Exercise materials:
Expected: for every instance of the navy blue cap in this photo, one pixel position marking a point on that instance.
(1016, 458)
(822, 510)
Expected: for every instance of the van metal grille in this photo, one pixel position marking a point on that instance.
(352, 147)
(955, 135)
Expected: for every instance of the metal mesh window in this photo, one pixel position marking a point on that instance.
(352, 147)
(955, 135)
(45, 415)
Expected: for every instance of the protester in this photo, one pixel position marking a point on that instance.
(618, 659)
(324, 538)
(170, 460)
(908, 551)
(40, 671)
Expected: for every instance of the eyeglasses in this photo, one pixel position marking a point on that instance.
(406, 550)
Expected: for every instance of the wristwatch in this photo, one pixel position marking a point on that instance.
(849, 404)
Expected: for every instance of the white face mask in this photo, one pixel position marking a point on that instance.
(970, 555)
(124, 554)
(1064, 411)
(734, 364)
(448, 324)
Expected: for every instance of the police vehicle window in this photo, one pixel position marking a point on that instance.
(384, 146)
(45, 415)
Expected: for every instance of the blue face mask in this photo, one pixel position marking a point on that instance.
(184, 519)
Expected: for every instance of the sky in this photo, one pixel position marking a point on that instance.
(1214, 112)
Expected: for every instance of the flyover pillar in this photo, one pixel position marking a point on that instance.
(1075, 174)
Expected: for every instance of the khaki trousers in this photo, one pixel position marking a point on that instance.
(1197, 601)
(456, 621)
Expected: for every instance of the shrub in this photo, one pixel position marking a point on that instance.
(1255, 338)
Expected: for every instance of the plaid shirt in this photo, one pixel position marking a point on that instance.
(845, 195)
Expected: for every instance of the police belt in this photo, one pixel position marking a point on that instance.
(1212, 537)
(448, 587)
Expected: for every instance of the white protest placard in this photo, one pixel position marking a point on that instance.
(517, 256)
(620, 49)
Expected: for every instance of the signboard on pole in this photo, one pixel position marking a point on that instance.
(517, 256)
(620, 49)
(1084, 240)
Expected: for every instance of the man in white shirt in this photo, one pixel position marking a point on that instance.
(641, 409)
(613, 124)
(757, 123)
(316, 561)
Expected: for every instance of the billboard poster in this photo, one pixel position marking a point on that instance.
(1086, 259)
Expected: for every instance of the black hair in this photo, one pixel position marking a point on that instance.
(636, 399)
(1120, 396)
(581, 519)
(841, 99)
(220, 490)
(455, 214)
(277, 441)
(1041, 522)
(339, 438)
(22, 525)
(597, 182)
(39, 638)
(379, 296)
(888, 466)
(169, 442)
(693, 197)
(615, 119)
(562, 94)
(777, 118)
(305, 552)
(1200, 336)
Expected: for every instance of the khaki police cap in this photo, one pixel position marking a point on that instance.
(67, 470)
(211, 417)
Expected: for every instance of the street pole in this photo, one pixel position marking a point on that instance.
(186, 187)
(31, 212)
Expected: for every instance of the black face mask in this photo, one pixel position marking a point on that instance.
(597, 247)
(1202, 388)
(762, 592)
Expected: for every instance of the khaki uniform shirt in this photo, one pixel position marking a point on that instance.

Task instructions: Copy every line of the records above exactly.

Expected answer:
Expected: for every instance of the navy blue cap in this photo, one pixel position marking a point on that instance.
(1016, 458)
(822, 510)
Expected: for every instance of the van metal grille in this photo, one pixel position marking a point on that instance.
(352, 147)
(955, 135)
Expected: for every instance of the metal mesh window in this photo, one pixel position marking a point on that instance.
(352, 147)
(955, 135)
(45, 415)
Expected: for every instance of the protester in this photo, one pixel position marking a point on that instance.
(618, 659)
(324, 538)
(170, 460)
(908, 551)
(40, 671)
Expected: for every instance of the eyeglasses in this photo, one pixel position marking a point on that instance.
(406, 550)
Expected: for every instance of the wristwatch in this photo, one pixel position marking a point on that instance.
(849, 404)
Expected: for every instance of the white face mask in this photo, one pixel position marking a point on that instance.
(970, 555)
(124, 554)
(1064, 411)
(734, 364)
(448, 324)
Expected: for every instance of the police vehicle window in this photo, one pixel position marking a point on that instance.
(384, 146)
(45, 415)
Expected: for every instance of the blue face mask in this photo, one pixel position marking a point on that instance.
(184, 519)
Expected: for every instance of the sky in this photo, one pixel position marking a point on that instance.
(1214, 112)
Expected: for every instance of the flyover pillar in this photo, one pixel position marking a point on that instance.
(1075, 174)
Expected: for every instance of the khaki trousers in this photo, one pixel position marking a point on that instance.
(1197, 601)
(456, 621)
Expected: for every instance of the shrub in this photo, one pixel position marking a point on that instance.
(1255, 338)
Expected: for every instance of the plaid shirt in this photo, one pixel position marking a point on that instance.
(845, 195)
Expected: for every instance of the police belt in this photo, one pixel position marking a point on that instance.
(1212, 537)
(448, 587)
Expected: for every instance of the white protest placard in this photo, one pixel position marking a point on that instance.
(517, 256)
(620, 49)
Expected: for every instance of the signboard on pole in this photo, one pixel position marking a point on that instance.
(517, 256)
(620, 49)
(1084, 240)
Expected: for every instance of the man in white shirt in this photo, one pixel position marking a point on that instance.
(641, 409)
(613, 124)
(757, 123)
(316, 561)
Expected: for every instance of the billboard poster in this photo, one pixel position marking a point on that instance.
(1086, 259)
Expected: for every instance of the black hair in this photo, one pixel position marking a point on that instance.
(636, 399)
(1120, 396)
(581, 519)
(841, 99)
(220, 490)
(455, 214)
(277, 441)
(1041, 522)
(339, 438)
(22, 525)
(597, 182)
(39, 638)
(379, 296)
(888, 466)
(169, 442)
(693, 197)
(615, 119)
(562, 94)
(777, 118)
(305, 552)
(1200, 336)
Expected: for every instance of the khaki police cap in this photo, one pixel position marking a point on that instance.
(67, 470)
(211, 417)
Expected: for every instance of the street pole in this photo, one pixel position marking a point on that instance.
(186, 187)
(31, 212)
Expected: for every instance of the black face mask in this photo, one pixel position marking a point on that instance.
(597, 247)
(1202, 388)
(762, 592)
Expected: for every instance of the khaki uniform shirt in this photo, one pixel position marking a point on that instance.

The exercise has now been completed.